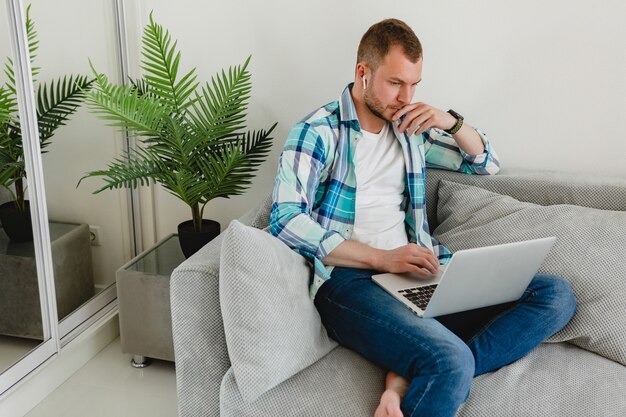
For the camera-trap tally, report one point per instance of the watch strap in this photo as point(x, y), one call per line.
point(457, 126)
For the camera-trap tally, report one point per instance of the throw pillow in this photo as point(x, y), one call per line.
point(272, 328)
point(589, 252)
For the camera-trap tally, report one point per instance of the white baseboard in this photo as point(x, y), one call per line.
point(40, 383)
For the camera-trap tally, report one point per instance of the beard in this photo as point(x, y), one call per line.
point(375, 105)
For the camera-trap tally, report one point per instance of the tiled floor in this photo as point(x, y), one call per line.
point(107, 386)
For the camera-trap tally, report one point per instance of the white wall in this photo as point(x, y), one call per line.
point(545, 80)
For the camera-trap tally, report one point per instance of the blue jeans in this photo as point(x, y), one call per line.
point(439, 357)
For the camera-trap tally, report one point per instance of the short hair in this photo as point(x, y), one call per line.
point(380, 37)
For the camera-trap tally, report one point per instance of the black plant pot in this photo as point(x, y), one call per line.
point(16, 224)
point(191, 241)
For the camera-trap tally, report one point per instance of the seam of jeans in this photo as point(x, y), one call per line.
point(430, 383)
point(390, 327)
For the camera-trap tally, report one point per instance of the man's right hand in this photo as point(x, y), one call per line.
point(408, 258)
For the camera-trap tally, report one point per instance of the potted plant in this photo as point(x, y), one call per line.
point(56, 101)
point(191, 139)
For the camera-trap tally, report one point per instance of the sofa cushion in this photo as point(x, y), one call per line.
point(272, 328)
point(555, 379)
point(342, 384)
point(589, 253)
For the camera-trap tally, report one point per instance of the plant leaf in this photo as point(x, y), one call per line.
point(57, 101)
point(160, 63)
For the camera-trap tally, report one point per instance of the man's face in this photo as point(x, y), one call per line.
point(392, 85)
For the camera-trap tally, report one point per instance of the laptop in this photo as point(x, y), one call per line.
point(473, 278)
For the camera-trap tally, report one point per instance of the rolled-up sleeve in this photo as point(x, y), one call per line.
point(300, 169)
point(442, 151)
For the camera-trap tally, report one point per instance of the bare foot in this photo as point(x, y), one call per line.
point(389, 405)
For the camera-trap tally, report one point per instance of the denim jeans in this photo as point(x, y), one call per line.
point(439, 356)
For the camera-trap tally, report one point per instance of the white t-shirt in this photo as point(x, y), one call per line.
point(380, 177)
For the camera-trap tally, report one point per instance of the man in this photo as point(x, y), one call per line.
point(349, 196)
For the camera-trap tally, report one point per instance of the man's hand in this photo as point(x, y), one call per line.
point(409, 258)
point(420, 117)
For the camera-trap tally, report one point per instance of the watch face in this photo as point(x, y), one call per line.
point(455, 114)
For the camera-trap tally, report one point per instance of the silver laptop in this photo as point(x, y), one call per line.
point(473, 278)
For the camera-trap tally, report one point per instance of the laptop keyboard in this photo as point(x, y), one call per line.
point(420, 296)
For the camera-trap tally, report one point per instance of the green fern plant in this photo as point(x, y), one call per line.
point(56, 102)
point(191, 139)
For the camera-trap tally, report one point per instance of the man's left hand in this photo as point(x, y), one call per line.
point(420, 117)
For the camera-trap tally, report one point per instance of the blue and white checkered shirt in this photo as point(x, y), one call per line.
point(315, 188)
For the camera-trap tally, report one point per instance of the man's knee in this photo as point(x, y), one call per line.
point(559, 299)
point(452, 357)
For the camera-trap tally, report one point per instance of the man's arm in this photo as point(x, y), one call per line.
point(468, 150)
point(299, 170)
point(407, 258)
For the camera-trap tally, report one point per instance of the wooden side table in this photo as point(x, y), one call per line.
point(143, 294)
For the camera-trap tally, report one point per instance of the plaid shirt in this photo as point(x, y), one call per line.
point(315, 188)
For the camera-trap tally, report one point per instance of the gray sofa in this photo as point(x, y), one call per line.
point(580, 371)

**Assignment:** The whole listing above is to be printed again exactly; pictures stay out of it.

**Expected answer:**
For the camera-trap tally, report one point per instance of the watch strap in this photo as point(x, y), one call per line.
point(457, 126)
For the camera-trap tally, report one point per instance of the throw pillow in this photo as point(x, y), one call per line.
point(272, 328)
point(589, 252)
For the camera-trap tally, report one point per instance of the white baseboard in this photo as point(x, y), one call per line.
point(40, 383)
For the camera-trap tally, report one point per instance of the beard in this photo as point(x, y), one call per line.
point(375, 105)
For the camera-trap tally, report one point per instance of the tiled floor in this photo as point(x, y), one call per line.
point(107, 386)
For the camera-trap tally, report one point per instance of the white wall in this photo as point(x, y), one call per line.
point(545, 80)
For the camera-trap tally, report one point per instance of the blue jeans in this photo as point(x, y), one call per line.
point(439, 357)
For the camera-trap tally, report one point per instance of the short hair in this photo as point(x, y), one call per line.
point(380, 37)
For the camera-trap tally, report one point per instance of the black plant pot in this photo as point(x, y), one call per line.
point(16, 224)
point(191, 241)
For the camera-trap tally, report one point per instance of the seam of jeans in this photo as point(x, y), one call per line.
point(430, 383)
point(390, 327)
For the camera-trap tally, report one point per instance of the man's right hand in this photo as point(x, y), one call per line.
point(408, 258)
For the camera-trap tally, report one point per instance of the potted plant in this photo as point(x, y), one call per line.
point(56, 101)
point(191, 139)
For the camera-trap tally, report one point per instance of the sofa cushion in this photo as point(x, y), one call per line.
point(272, 328)
point(555, 379)
point(342, 384)
point(589, 253)
For the camera-trap tally, report one point per instance of the plant leaf in this photo as point(x, y), one call per line.
point(57, 101)
point(160, 63)
For the camera-trap tally, report one point per instance of the man's face in this photo as point(x, y), one call per line.
point(392, 85)
For the camera-trap tally, report one point per instance of the laptop in this photo as point(x, y), one call per line.
point(473, 278)
For the camera-trap tally, report one point per instance of the rolled-up sleeve in this photo as point(x, y), one call per line.
point(300, 169)
point(442, 151)
For the camera-trap tally, report one point per instance of the bare foot in this photo as point(x, y), one call per line.
point(389, 405)
For the camera-trap tally, report one point per instance of the denim jeans in this photo as point(x, y), one call per line.
point(439, 356)
For the camera-trap tally, report one point per instance of the white t-shirt in this photo as point(x, y), one call per line.
point(380, 177)
For the camera-trap tally, report one point per instance of the man in this photo as point(x, y), one call per line.
point(349, 196)
For the camera-trap tally, report one point per instance of the man's hand in this photo as point(x, y), one call per line.
point(409, 258)
point(420, 117)
For the camera-trap tally, report one point per instance of the watch face in this photo as point(x, y), one call per line.
point(455, 114)
For the camera-trap tally, report one point per instance of the silver laptop in this photo as point(x, y), one call per line.
point(473, 278)
For the camera-trap tally, report one point per instance of the laptop keyboard in this photo as point(x, y), one call per line.
point(420, 296)
For the camera-trap tally, report one point per instance of the green fern plant in this photo as point(x, y), one call per line.
point(56, 102)
point(191, 139)
For the camera-trap tally, report one point per instance of the man's left hand in this photo as point(x, y), one call per line.
point(420, 117)
For the camera-trap tally, report one point per instance of the blue and white checkered shirt in this photo as point(x, y), one call per line.
point(315, 188)
For the camera-trap tally, report one point per instance of the man's knee in this photo as point(x, y), one call per line.
point(559, 299)
point(452, 357)
For the camera-trap tally, report one point per instance of the man's arm in this photo as point(x, y), one call per line.
point(468, 150)
point(299, 170)
point(407, 258)
For the camera-trap tally, report one point per instance of the wooden side table in this photo as point(x, y), one call per line.
point(143, 294)
For the camera-trap tally, report one point per instance of the plaid shirt in this photo as point(x, y), one call per line.
point(315, 188)
For the camera-trap tally, report one point per instance of the gray sofa in this photo as point(x, y), one call per line.
point(580, 371)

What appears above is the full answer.